Given exercise. Reformat all of the data below as a numbered list with one line per item, omitting any blank lines.

Provided data.

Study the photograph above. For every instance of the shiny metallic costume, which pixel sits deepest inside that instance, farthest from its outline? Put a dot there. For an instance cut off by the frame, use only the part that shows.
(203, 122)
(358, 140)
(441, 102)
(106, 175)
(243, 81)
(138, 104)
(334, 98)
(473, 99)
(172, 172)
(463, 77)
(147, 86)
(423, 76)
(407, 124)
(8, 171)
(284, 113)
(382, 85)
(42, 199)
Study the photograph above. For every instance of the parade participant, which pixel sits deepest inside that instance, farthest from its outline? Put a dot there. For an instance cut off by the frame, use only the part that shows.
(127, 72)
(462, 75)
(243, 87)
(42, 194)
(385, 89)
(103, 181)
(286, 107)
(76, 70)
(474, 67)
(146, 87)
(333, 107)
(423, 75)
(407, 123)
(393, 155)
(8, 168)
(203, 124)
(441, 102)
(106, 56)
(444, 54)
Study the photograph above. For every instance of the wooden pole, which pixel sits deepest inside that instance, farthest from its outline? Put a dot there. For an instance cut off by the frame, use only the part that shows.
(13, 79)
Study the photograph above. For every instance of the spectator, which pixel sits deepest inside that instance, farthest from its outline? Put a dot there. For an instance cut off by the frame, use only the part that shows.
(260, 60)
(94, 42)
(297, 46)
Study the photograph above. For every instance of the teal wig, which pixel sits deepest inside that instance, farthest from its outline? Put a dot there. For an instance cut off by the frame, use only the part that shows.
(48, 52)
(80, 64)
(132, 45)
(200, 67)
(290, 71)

Task answer.
1. Study the photograph above. For every instance of the shiny metallic costume, which pixel sits deepest inside that instance, farthest from its outline? Put a dot there. For an instance cut off by the frame, use only the part that shows.
2. (203, 122)
3. (358, 140)
4. (441, 102)
5. (106, 175)
6. (243, 81)
7. (138, 104)
8. (334, 98)
9. (473, 99)
10. (172, 172)
11. (463, 77)
12. (147, 86)
13. (423, 76)
14. (407, 124)
15. (8, 171)
16. (284, 113)
17. (382, 85)
18. (42, 199)
19. Study the photograph above. For every instance of the parade participant, which pixel sits deepest inside that instance, farthest from its outline? Put a dot there. For an instance cut off by the frame, use only the part that shows.
20. (127, 72)
21. (462, 75)
22. (243, 87)
23. (42, 194)
24. (385, 89)
25. (103, 181)
26. (286, 107)
27. (76, 70)
28. (474, 67)
29. (146, 87)
30. (333, 107)
31. (423, 75)
32. (407, 123)
33. (393, 155)
34. (8, 168)
35. (203, 124)
36. (441, 102)
37. (106, 56)
38. (444, 54)
39. Study the photograph above. For every instance of the wooden pole, which pixel sits deepest inside that instance, farthest from its outline? Put a dot there. For an instance cut off by the frame, use only the part that shows.
40. (13, 79)
41. Study the photograph above. For every instance of the spectator, which pixel sits deepest inside that instance, farthest from its outline? Put a dot there. For an instance cut off by the frame, use only the part that shows.
42. (260, 60)
43. (94, 42)
44. (297, 46)
45. Study the photograph above. For every instance of the teal wig, which pixel sits deepest inside that instance, farthest from its outline? Put a dot there. For an instance cut off by the frame, use only the part that shows.
46. (48, 52)
47. (80, 64)
48. (132, 45)
49. (200, 67)
50. (290, 71)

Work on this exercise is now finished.